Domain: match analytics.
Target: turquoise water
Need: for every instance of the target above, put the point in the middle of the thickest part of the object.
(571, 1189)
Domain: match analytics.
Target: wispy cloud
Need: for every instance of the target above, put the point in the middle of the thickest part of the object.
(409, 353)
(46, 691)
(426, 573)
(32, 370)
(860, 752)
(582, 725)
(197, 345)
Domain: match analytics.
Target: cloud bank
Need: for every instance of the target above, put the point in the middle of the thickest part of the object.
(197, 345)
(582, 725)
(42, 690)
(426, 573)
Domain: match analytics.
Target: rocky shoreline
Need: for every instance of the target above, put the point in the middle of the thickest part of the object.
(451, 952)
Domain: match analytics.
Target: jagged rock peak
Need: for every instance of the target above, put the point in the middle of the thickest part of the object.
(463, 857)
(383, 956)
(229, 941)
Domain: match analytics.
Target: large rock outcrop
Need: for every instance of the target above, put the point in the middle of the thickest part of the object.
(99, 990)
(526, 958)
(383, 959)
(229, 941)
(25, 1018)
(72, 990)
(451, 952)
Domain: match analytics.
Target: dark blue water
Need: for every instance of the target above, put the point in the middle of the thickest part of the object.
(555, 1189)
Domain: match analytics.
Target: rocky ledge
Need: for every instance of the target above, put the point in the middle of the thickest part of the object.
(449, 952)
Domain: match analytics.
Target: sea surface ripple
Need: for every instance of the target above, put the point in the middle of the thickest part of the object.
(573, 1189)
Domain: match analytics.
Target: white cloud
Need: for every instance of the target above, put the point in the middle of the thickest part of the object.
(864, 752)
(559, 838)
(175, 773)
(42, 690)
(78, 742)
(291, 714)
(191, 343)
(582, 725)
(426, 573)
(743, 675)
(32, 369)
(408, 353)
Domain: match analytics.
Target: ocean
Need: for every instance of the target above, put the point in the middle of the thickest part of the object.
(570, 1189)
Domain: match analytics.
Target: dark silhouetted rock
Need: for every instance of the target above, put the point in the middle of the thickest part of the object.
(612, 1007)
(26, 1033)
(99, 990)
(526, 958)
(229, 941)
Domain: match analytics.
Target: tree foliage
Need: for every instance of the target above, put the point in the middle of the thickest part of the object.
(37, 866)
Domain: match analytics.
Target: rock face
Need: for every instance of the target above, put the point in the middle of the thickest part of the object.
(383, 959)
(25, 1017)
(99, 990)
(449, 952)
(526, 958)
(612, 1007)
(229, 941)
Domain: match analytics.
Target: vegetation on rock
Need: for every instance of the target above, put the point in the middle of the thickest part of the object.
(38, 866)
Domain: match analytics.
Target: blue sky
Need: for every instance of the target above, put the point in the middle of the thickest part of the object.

### [THE PROBLEM]
Repeat the material exactly. Begin with its first line and end with the line that has "Target: cloud bank".

### [ANSWER SECTION]
Domain: match analytics.
Target: turquoise water
Need: for every instance of the target above, put the point in the middle of the thickest part of the object.
(571, 1189)
Domain: match analytics.
Target: wispy cloud
Need: for every instance of the target above, put the point in the middle of the thickest part of the object.
(409, 353)
(46, 691)
(426, 573)
(32, 370)
(860, 752)
(582, 725)
(197, 345)
Domain: match analytics.
Target: cloud bank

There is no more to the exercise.